WORK TO COMPLETE:
(a) Using the thread about Theresa May's snap election, answer each of the following:
(i) What share of the vote did ComRes give the Conservatives and Labour?
(ii) Which two issues did May say the election was about?
(iii) What slogan did her strategists choose?
(b) Write out the passage of the thread about Theresa May's snap election that opens with the words containing "YouGov had the" and closes with "around her ...", copying it exactly.

EXTRACT PROVIDED:
Five years ago today, Theresa May announced she was making a statement in Downing Street ...
... despite repeated assurances that "I'm not going to be calling a snap election", she called a snap election 🧵
The subject of the statement was not announced, speculation swirled: Had a Royal died? Was she resigning? Was she calling a snap election?
May wanted a bigger majority to deliver Brexit, and said the election was about two issues: Brexit & leadership
The press was enthused
The pollsters at the time confirmed the confidence of the Tory press:
ComRes put the Conservatives on 50% and Labour on 25%.
YouGov had the Tories on 49% and Labour on 24%
Despite the polls, there was confidence in Corbyn's team that the ground could shift and Labour could make gains
A positive strategy was put together: to register voters, to engage non-voters & mobilise members to campaign in Tory seats
Such optimism was not shared in Labour HQ
Labour HQ's proposed strategy was to write-off marginal Labour-held seats, fund Labour seats with majorities of 5000+, with no offensive targets
Despite this approach being rejected, we now know from #Labourleaks report that a secret operation was established to channel funds
It's also worth recalling that Theresa May's personal polling was extremely strong at the outset of the campaign ... hence why her strategists opted for "strong and stable" as the slogan, and personalised their campaign around her ...

MATERIAL SUPPLIED:
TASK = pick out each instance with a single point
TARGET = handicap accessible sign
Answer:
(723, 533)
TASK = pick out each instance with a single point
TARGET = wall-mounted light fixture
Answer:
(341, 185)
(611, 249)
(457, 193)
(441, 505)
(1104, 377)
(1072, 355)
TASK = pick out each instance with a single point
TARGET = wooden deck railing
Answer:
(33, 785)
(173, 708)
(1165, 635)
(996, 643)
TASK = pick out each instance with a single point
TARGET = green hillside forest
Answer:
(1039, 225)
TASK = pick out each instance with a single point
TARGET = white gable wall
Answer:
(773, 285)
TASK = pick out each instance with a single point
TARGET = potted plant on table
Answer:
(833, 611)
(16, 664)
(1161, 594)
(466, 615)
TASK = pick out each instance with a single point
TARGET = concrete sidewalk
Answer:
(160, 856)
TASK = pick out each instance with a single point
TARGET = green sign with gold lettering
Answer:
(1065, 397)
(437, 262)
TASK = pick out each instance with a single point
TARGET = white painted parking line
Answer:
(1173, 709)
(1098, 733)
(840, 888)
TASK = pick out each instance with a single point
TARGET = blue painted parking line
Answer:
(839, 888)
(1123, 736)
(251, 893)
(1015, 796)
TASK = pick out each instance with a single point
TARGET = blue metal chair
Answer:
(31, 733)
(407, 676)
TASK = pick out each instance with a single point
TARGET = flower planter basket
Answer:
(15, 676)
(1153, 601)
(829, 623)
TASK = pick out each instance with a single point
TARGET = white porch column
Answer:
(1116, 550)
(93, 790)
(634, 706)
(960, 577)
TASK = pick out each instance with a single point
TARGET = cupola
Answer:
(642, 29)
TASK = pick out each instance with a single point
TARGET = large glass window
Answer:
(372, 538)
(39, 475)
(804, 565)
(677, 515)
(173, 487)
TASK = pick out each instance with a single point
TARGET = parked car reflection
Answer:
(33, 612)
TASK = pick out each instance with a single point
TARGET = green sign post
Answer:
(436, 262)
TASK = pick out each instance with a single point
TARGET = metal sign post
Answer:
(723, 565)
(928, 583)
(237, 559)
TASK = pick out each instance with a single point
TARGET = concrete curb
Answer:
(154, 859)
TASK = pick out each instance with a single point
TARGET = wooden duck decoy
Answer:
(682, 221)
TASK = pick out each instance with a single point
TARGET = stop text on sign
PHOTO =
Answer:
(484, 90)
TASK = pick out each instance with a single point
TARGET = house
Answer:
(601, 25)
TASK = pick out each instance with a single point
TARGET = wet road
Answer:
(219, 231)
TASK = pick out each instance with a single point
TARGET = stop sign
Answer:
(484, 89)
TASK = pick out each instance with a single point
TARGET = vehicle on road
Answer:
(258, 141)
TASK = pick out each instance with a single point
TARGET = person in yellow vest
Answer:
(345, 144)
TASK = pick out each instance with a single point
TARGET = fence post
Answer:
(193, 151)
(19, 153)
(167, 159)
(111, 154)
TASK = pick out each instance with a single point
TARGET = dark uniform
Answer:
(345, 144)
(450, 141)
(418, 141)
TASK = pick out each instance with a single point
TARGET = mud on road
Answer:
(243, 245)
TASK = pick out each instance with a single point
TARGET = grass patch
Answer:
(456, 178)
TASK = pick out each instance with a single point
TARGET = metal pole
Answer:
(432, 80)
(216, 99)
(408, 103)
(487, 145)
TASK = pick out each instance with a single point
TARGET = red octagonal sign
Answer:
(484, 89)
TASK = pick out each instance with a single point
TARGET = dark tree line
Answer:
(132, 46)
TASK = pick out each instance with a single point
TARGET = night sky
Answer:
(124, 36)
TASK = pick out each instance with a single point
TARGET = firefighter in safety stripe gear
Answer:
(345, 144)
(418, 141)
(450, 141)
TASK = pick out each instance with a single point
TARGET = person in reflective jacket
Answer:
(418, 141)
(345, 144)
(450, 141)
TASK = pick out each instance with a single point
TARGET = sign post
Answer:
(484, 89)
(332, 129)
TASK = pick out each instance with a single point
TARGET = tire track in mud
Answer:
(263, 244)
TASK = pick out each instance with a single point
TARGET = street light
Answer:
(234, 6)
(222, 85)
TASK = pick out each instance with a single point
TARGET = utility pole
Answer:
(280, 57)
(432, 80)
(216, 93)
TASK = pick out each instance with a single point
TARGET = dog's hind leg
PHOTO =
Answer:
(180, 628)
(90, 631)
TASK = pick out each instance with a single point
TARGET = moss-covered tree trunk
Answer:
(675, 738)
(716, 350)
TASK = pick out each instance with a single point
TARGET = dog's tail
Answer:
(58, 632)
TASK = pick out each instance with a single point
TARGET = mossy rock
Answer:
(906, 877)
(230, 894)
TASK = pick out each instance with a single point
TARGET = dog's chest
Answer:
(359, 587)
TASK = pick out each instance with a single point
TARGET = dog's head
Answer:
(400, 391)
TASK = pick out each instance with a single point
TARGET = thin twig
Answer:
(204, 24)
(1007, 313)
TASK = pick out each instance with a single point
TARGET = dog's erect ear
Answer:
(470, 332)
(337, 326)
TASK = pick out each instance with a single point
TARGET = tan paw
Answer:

THE RESULTS:
(a)
(i) Conservatives 50%, Labour 25%
(ii) Brexit and leadership
(iii) "strong and stable"

(b)
YouGov had the Tories on 49% and Labour on 24%
Despite the polls, there was confidence in Corbyn's team that the ground could shift and Labour could make gains
A positive strategy was put together: to register voters, to engage non-voters & mobilise members to campaign in Tory seats
Such optimism was not shared in Labour HQ
Labour HQ's proposed strategy was to write-off marginal Labour-held seats, fund Labour seats with majorities of 5000+, with no offensive targets
Despite this approach being rejected, we now know from #Labourleaks report that a secret operation was established to channel funds
It's also worth recalling that Theresa May's personal polling was extremely strong at the outset of the campaign ... hence why her strategists opted for "strong and stable" as the slogan, and personalised their campaign around her ...